• PROVIDED PASSAGE:
[Start of section]

Scientists Improve Bone Formation Deficiencies in Glucocorticoid-Induced Osteoporosis

Of the major side effects from glucocorticoid-induced osteoporosis, bone fractures are among the most devastating, affecting 30-50% of patients diagnosed with osteoporosis. Clinicians use glucocorticoids, such as dexamethasone and hydrocortisone to treat patients with inflammation, immunological rejection of transplanted tissue, and autoimmune diseases. In glucocorticoid-induced osteoporosis, patients have “porous bone” when viewed under a microscope, which facilitates weak, brittle bone structures.

This past May, scientists at Nanchang University in China published a study in Molecular Medicine Reports that indicated nicotinamide mononucleotide (NMN) administration attenuates the diminished generation of new bone from glucocorticoid-induced osteoporosis. NMN boosts levels of a molecule called nicotinamide adenine dinucleotide (NAD+), an essential molecule for cellular metabolism. Proteins that depend upon NAD+ for their function, called sirtuins, regulate diverse cellular processes. In a previous study, NMN was reported to improve osteogenesis, bone formation, through the regulation of one of these proteins, sirtuin 1 (SIRT1).

[End of section]

• LISTED ENTRIES:
[Start of section]

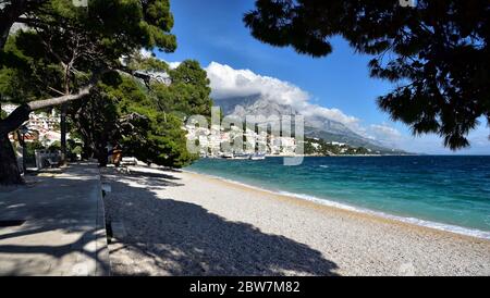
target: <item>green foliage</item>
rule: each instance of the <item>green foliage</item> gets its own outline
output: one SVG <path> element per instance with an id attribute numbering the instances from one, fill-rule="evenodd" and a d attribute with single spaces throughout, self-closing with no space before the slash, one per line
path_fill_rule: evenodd
<path id="1" fill-rule="evenodd" d="M 439 134 L 458 149 L 469 146 L 479 119 L 490 124 L 489 10 L 485 0 L 418 0 L 416 8 L 399 0 L 258 0 L 244 22 L 257 39 L 313 57 L 329 54 L 330 39 L 344 37 L 375 55 L 372 77 L 397 83 L 378 98 L 382 110 L 414 134 Z"/>
<path id="2" fill-rule="evenodd" d="M 210 115 L 212 100 L 206 71 L 195 60 L 182 62 L 175 70 L 169 71 L 172 84 L 156 84 L 151 87 L 158 108 L 173 112 L 179 116 Z"/>
<path id="3" fill-rule="evenodd" d="M 50 151 L 61 150 L 61 142 L 59 140 L 54 140 L 51 145 L 49 145 L 48 150 Z"/>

[End of section]

• LIST OF TASKS:
• a. Transcribe the osteoporosis article from "Scientists Improve Bone" up to and including "brittle bone structures.".
• b. Continue the article on NMN and glucocorticoid-induced osteoporosis from the point where it stops.

• TASK RESPONSES:
• a.
Scientists Improve Bone Formation Deficiencies in Glucocorticoid-Induced Osteoporosis

Of the major side effects from glucocorticoid-induced osteoporosis, bone fractures are among the most devastating, affecting 30-50% of patients diagnosed with osteoporosis. Clinicians use glucocorticoids, such as dexamethasone and hydrocortisone to treat patients with inflammation, immunological rejection of transplanted tissue, and autoimmune diseases. In glucocorticoid-induced osteoporosis, patients have “porous bone” when viewed under a microscope, which facilitates weak, brittle bone structures.

• b.
In the study, researchers at Nanchang University used bone mesenchymal stem cells, which play an important role in bone formation. They treated these stem cells with dexamethasone, a glucocorticoid responsible for glucocorticoid-induced osteoporosis, and found it inhibited stem cell function. Lower levels of molecular markers indicate bone formation decreased with higher concentrations of dexamethasone. Thus, the results of the experiment confirmed that dexamethasone markedly inhibited the bone-forming abilities of these stem cells.

In order to find out whether NMN attenuated the bone formation inhibition of dexamethasone, the scientists applied both NMN and dexamethasone to the stem cells. The expression levels of molecular markers for bone formation increased following NMN treatment. Even though dexamethasone reduced the expression of the molecular markers for bone formation, increasing concentrations of the NMN applied resulted in expression levels of these markers returning to near normal levels.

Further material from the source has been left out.